EXTRAIT À LIRE
···
Avant tout, il convient peut-être de se demander à quoi sert le sens critique ou même l’esprit critique ? A critiquer ? Seulement critiquer ? Pas très positif cela… et puis sincèrement les ados n’ont pas besoin de nous pour apprendre à critiquer.
En réalité, pour le Larousse, c’est : » la faculté de juger de la valeur de quelque chose après l’avoir soumis à un examen préalable. »
C’est à dire que cela consiste à aider nos enfants à analyser, confirmer ou infirmer des informations et ensuite poser son propre jugement. Et cela n’est pas simple… Parce qu’en toute honnêteté, nous – les adultes – ne sommes pas forcément de très bons modèles en la matière.
Pourquoi cet esprit critique est-il difficile à développer ?
Personnellement – et cela n’engage que moi – je vois deux raisons essentielles qui concernent les adultes
1) l’être humain a toujours tendance à tout faire, tout croire… pour donner raison à ses croyances.
C’est ce que l’on appelle le « biais de confirmation » ; voici ce que dit Wikimédia sur ce fameux biais : « C’est le biais cognitif qui consiste à privilégier les informations confirmant ses idées préconçues ou ses hypothèses ou à accorder moins de poids aux hypothèses et informations jouant en défaveur de ses conceptions, ce qui se traduit par une réticence à changer d’avis. […]Les biais de confirmation apparaissent notamment autour de questions de nature affective et concernant des opinions ou croyances établies. Par exemple, pour s’informer d’un sujet controversé, une personne pourra préférer lire des sources qui confirment ou affirment son point de vue. Elle aura aussi tendance à interpréter des preuves équivoques pour appuyer sa position actuelle. »
···
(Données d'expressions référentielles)
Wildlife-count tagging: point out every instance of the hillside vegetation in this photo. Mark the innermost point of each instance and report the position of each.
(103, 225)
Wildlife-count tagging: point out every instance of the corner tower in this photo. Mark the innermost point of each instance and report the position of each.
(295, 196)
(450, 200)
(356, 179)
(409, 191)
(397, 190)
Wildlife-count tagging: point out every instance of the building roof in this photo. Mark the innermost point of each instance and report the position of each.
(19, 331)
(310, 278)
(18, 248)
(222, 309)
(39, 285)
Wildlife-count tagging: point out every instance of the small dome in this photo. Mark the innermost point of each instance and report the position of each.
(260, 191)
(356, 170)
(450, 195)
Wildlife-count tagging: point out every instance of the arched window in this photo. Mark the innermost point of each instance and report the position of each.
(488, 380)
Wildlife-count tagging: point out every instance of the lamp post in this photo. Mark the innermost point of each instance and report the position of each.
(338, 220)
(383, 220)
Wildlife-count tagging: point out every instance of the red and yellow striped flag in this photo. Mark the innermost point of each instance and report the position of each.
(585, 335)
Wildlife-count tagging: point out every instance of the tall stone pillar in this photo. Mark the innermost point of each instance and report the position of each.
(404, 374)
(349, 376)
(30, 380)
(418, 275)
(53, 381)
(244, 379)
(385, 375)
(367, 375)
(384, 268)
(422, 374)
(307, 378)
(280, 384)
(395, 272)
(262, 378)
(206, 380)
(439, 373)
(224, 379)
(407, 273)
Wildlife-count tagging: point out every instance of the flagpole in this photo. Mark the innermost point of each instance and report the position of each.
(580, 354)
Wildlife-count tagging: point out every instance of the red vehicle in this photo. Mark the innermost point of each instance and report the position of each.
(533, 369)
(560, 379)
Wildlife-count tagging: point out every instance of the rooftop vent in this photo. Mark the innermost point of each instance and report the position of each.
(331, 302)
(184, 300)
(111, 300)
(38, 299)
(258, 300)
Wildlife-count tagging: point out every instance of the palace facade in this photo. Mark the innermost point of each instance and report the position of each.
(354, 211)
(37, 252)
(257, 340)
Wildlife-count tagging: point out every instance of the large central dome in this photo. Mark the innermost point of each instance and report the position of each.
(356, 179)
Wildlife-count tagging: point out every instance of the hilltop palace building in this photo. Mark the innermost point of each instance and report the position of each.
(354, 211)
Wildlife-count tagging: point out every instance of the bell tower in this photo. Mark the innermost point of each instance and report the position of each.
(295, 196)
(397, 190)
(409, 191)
···
BUT DE L'EXERCICE
Restituez, s'il vous plaît, l'intégralité du texte sur l'esprit critique, mot pour mot. Les items ne servent à rien ici.

RÉSULTAT OBTENU
Avant tout, il convient peut-être de se demander à quoi sert le sens critique ou même l’esprit critique ? A critiquer ? Seulement critiquer ? Pas très positif cela… et puis sincèrement les ados n’ont pas besoin de nous pour apprendre à critiquer.
En réalité, pour le Larousse, c’est : » la faculté de juger de la valeur de quelque chose après l’avoir soumis à un examen préalable. »
C’est à dire que cela consiste à aider nos enfants à analyser, confirmer ou infirmer des informations et ensuite poser son propre jugement. Et cela n’est pas simple… Parce qu’en toute honnêteté, nous – les adultes – ne sommes pas forcément de très bons modèles en la matière.
Pourquoi cet esprit critique est-il difficile à développer ?
Personnellement – et cela n’engage que moi – je vois deux raisons essentielles qui concernent les adultes
1) l’être humain a toujours tendance à tout faire, tout croire… pour donner raison à ses croyances.
C’est ce que l’on appelle le « biais de confirmation » ; voici ce que dit Wikimédia sur ce fameux biais : « C’est le biais cognitif qui consiste à privilégier les informations confirmant ses idées préconçues ou ses hypothèses ou à accorder moins de poids aux hypothèses et informations jouant en défaveur de ses conceptions, ce qui se traduit par une réticence à changer d’avis. […]Les biais de confirmation apparaissent notamment autour de questions de nature affective et concernant des opinions ou croyances établies. Par exemple, pour s’informer d’un sujet controversé, une personne pourra préférer lire des sources qui confirment ou affirment son point de vue. Elle aura aussi tendance à interpréter des preuves équivoques pour appuyer sa position actuelle. »